Stored items
══════════════════════════════
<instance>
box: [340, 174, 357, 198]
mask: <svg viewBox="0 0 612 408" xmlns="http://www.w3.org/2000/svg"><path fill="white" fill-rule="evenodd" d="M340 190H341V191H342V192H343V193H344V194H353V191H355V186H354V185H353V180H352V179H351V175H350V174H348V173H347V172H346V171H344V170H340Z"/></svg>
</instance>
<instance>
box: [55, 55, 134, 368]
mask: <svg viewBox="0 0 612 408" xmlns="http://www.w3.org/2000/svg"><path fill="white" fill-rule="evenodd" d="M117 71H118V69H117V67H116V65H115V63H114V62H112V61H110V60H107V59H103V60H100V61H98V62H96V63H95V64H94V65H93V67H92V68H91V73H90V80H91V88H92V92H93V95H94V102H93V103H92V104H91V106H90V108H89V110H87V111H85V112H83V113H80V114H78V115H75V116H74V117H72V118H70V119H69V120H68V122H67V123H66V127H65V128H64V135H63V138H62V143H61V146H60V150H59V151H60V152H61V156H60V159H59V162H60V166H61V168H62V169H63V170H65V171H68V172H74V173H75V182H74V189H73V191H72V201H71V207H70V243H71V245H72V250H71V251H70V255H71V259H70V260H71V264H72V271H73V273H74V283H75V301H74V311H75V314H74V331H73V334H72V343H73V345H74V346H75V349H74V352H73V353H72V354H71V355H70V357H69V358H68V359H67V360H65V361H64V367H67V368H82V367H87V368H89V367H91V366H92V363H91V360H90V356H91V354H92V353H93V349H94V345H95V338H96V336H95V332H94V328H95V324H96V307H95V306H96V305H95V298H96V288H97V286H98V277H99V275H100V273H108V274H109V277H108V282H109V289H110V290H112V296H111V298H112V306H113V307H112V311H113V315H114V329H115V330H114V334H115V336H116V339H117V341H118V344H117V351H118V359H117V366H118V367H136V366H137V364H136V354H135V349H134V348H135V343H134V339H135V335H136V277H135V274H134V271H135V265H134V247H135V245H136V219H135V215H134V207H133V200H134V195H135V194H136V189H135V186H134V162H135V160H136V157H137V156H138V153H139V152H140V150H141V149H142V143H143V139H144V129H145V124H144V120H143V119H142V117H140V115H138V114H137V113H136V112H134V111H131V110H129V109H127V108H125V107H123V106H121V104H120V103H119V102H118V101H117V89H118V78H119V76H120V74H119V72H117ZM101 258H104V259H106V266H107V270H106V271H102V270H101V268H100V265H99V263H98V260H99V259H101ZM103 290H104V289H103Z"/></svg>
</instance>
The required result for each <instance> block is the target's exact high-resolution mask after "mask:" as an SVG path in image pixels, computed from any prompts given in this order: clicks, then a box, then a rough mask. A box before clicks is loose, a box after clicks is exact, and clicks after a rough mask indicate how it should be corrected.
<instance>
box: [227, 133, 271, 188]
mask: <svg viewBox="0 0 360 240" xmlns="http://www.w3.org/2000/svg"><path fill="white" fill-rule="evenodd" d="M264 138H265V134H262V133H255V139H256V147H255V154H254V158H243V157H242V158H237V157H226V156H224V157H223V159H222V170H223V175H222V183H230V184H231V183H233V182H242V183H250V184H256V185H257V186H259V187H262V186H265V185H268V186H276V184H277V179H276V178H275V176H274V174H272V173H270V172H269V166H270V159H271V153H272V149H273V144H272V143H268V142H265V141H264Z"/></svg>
══════════════════════════════
BRIEF
Transcribe the data exactly.

RESULT OF THIS TASK
<instance>
box: [340, 174, 357, 198]
mask: <svg viewBox="0 0 612 408" xmlns="http://www.w3.org/2000/svg"><path fill="white" fill-rule="evenodd" d="M340 190H341V191H342V192H343V193H344V194H353V191H355V186H354V185H353V180H352V179H351V175H350V174H348V173H347V172H346V171H344V170H340Z"/></svg>
</instance>
<instance>
box: [55, 55, 134, 368]
mask: <svg viewBox="0 0 612 408" xmlns="http://www.w3.org/2000/svg"><path fill="white" fill-rule="evenodd" d="M117 71H118V69H117V67H116V65H115V63H114V62H112V61H110V60H107V59H103V60H100V61H98V62H96V63H95V64H94V65H93V67H92V68H91V73H90V80H91V88H92V92H93V95H94V102H93V103H92V104H91V106H90V108H89V110H87V111H85V112H83V113H80V114H78V115H75V116H74V117H72V118H70V119H69V120H68V122H67V123H66V127H65V128H64V135H63V138H62V143H61V146H60V150H59V151H60V152H61V156H60V159H59V162H60V166H61V168H62V169H63V170H65V171H68V172H74V173H75V182H74V189H73V191H72V201H71V207H70V243H71V245H72V250H71V251H70V255H71V259H70V260H71V264H72V271H73V273H74V283H75V301H74V311H75V314H74V331H73V334H72V343H73V345H74V346H75V349H74V352H73V353H72V354H71V355H70V357H69V358H68V359H67V360H65V361H64V367H67V368H82V367H87V368H89V367H91V366H92V363H91V360H90V356H91V354H92V353H93V349H94V345H95V338H96V336H95V332H94V328H95V324H96V307H95V306H96V305H95V298H96V288H97V286H98V277H99V275H100V273H108V274H109V277H108V282H109V289H110V290H112V296H111V298H112V306H113V307H112V311H113V315H114V329H115V330H114V334H115V336H116V339H117V341H118V344H117V351H118V359H117V366H118V367H136V366H137V364H136V354H135V349H134V348H135V343H134V339H135V335H136V277H135V274H134V271H135V265H134V247H135V245H136V219H135V215H134V207H133V200H134V195H135V194H136V189H135V186H134V162H135V160H136V157H137V156H138V153H139V152H140V150H141V149H142V143H143V139H144V129H145V124H144V120H143V119H142V117H140V115H138V114H137V113H136V112H134V111H131V110H129V109H127V108H125V107H123V106H121V104H120V103H119V102H118V101H117V89H118V78H119V76H120V74H119V72H117ZM101 258H104V259H106V266H107V270H106V271H102V270H101V268H100V265H99V263H98V260H99V259H101ZM103 290H104V289H103Z"/></svg>
</instance>
The required result for each <instance> block is the target's exact high-resolution mask after "mask:" as an SVG path in image pixels, computed from any prompts given in this order: clicks, then a box, then a rough mask. A box before clicks is loose, a box after clicks is exact, and clicks after a rough mask indicate how it should be corrected.
<instance>
box: [227, 133, 271, 188]
mask: <svg viewBox="0 0 360 240" xmlns="http://www.w3.org/2000/svg"><path fill="white" fill-rule="evenodd" d="M264 138H265V134H262V133H255V139H256V147H255V154H254V158H243V157H242V158H237V157H226V156H224V157H223V159H222V170H223V175H222V183H230V184H231V183H233V182H242V183H250V184H256V185H257V186H259V187H262V186H265V185H268V186H276V184H277V179H276V178H275V176H274V174H272V173H270V172H269V166H270V159H271V153H272V149H273V144H272V143H268V142H265V141H264Z"/></svg>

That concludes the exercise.